* **Exercise requirements**:
Lay out the entries from the start through the line "x=249 y=158" as a two-column CSV with the header input,output. Give one row per entry, with its text in input and its answer in output, each field in double quotes and every line break replaced by a space.

* **Data supplied**:

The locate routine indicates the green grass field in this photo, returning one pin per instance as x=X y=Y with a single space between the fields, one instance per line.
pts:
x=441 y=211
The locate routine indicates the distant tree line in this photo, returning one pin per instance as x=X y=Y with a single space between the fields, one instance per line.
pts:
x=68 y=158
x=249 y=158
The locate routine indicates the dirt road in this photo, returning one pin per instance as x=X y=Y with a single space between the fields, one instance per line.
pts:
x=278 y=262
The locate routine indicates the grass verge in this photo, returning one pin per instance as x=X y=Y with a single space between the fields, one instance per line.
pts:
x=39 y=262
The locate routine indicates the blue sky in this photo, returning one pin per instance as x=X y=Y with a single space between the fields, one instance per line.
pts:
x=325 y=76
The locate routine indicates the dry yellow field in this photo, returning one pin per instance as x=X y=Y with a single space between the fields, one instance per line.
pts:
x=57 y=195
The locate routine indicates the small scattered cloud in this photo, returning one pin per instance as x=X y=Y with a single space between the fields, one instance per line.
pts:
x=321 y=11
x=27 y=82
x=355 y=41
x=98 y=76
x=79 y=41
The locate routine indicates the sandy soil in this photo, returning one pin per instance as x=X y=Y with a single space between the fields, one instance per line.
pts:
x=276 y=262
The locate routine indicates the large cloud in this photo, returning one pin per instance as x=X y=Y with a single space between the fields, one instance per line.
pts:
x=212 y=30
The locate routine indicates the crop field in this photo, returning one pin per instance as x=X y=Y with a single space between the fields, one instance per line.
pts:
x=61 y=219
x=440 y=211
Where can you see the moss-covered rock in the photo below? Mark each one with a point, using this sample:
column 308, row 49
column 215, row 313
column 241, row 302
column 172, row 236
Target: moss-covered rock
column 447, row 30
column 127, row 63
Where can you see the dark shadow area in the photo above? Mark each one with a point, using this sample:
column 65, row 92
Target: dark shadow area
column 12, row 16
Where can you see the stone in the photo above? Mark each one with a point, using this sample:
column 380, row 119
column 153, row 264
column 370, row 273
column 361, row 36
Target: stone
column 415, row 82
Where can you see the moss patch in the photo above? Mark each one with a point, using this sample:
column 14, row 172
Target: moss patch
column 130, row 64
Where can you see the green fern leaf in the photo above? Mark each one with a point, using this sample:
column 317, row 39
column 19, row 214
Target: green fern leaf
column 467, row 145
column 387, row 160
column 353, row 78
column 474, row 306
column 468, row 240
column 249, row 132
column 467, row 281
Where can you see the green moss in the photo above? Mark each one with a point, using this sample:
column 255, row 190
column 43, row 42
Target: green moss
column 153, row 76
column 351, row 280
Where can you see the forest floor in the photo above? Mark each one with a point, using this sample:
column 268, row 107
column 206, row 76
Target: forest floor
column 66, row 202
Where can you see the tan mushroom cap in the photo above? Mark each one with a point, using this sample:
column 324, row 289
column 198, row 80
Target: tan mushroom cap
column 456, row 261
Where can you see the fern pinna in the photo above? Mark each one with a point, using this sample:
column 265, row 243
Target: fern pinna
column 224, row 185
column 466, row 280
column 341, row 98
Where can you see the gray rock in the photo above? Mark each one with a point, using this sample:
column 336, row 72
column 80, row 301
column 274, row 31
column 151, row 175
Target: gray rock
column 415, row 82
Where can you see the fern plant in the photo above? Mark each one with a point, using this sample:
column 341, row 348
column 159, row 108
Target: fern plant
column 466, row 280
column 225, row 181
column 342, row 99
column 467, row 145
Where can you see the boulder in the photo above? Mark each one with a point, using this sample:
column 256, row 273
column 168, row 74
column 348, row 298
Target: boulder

* **Output of the task**:
input,output
"The locate routine indicates the green grass field in this photo, returning one pin per instance as x=X y=Y with a single space between the fields, one instance per line. pts:","x=441 y=211"
"The locate routine indicates the distant tree line in this photo, returning one pin per instance as x=X y=Y with a single space between the fields, one instance per line. pts:","x=68 y=158 x=249 y=158"